Exercise requirements – Gather each line of the data below that contains the word "strap", and copy those lines in full.

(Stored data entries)
----------------------------------------

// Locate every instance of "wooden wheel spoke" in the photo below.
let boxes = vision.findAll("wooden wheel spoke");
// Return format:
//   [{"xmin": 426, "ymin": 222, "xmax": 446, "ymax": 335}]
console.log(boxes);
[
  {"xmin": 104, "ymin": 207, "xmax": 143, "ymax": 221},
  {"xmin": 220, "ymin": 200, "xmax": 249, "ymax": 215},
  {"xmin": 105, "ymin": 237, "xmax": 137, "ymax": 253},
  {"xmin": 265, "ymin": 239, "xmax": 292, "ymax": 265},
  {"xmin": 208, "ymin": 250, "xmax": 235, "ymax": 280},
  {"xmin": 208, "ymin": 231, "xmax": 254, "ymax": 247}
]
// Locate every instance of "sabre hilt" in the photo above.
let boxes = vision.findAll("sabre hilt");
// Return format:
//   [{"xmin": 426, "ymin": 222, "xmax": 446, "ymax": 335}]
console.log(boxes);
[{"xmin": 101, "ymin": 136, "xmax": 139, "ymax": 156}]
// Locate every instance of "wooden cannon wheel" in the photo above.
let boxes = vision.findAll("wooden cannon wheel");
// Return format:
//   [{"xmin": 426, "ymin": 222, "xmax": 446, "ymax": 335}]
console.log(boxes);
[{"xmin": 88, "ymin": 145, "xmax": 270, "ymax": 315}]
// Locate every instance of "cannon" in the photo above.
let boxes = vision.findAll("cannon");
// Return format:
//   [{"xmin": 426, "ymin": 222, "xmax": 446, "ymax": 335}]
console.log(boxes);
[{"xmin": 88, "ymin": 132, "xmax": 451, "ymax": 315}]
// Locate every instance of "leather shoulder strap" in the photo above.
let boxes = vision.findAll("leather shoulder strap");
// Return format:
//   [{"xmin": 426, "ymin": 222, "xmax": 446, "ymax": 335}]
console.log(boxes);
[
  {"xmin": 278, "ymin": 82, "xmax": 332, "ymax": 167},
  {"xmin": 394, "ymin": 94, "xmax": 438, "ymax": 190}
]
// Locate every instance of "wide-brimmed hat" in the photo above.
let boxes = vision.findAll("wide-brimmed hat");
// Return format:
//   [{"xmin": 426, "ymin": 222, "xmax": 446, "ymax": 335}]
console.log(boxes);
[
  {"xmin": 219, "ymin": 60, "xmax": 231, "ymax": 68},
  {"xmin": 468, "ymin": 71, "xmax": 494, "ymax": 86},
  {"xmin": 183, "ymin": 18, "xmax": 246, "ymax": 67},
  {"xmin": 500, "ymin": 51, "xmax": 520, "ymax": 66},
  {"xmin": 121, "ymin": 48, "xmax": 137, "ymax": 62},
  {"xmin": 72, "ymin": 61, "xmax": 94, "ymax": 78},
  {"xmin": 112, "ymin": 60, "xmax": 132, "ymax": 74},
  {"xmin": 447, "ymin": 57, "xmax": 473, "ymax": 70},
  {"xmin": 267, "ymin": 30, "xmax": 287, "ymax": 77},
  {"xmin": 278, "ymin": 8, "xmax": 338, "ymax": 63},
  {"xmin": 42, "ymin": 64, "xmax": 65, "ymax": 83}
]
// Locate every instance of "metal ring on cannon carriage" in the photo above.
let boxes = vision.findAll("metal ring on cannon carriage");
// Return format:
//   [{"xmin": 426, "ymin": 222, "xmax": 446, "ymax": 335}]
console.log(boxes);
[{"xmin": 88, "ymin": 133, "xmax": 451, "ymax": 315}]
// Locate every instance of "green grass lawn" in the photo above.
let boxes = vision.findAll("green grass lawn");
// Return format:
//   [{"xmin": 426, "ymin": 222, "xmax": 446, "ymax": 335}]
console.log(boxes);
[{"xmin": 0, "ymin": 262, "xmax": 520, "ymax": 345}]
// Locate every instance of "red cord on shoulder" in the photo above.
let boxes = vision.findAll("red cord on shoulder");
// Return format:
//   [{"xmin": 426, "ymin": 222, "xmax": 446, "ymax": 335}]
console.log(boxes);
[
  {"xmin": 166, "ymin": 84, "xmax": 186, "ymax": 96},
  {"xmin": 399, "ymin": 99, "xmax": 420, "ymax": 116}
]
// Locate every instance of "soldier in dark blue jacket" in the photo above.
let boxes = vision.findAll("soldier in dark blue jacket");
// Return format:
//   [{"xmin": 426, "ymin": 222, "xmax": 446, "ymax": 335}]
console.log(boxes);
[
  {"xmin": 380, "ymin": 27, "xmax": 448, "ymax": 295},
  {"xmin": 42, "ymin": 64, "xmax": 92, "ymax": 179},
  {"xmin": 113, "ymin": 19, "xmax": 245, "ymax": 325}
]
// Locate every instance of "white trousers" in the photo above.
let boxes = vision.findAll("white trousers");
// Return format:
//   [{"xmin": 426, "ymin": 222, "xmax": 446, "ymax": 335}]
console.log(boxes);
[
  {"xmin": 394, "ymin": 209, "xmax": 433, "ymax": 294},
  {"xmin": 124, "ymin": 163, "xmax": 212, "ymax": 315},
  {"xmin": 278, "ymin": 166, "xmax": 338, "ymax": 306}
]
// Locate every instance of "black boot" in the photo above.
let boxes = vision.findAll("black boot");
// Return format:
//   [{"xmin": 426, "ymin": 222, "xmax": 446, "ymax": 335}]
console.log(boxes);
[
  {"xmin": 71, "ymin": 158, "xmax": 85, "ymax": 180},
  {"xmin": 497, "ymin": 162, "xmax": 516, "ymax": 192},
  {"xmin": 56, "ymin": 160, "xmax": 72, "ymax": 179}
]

----------------------------------------

Written response –
// Locate every instance of "leather shoulder strap" in the photo above.
let boxes = vision.findAll("leather shoulder strap");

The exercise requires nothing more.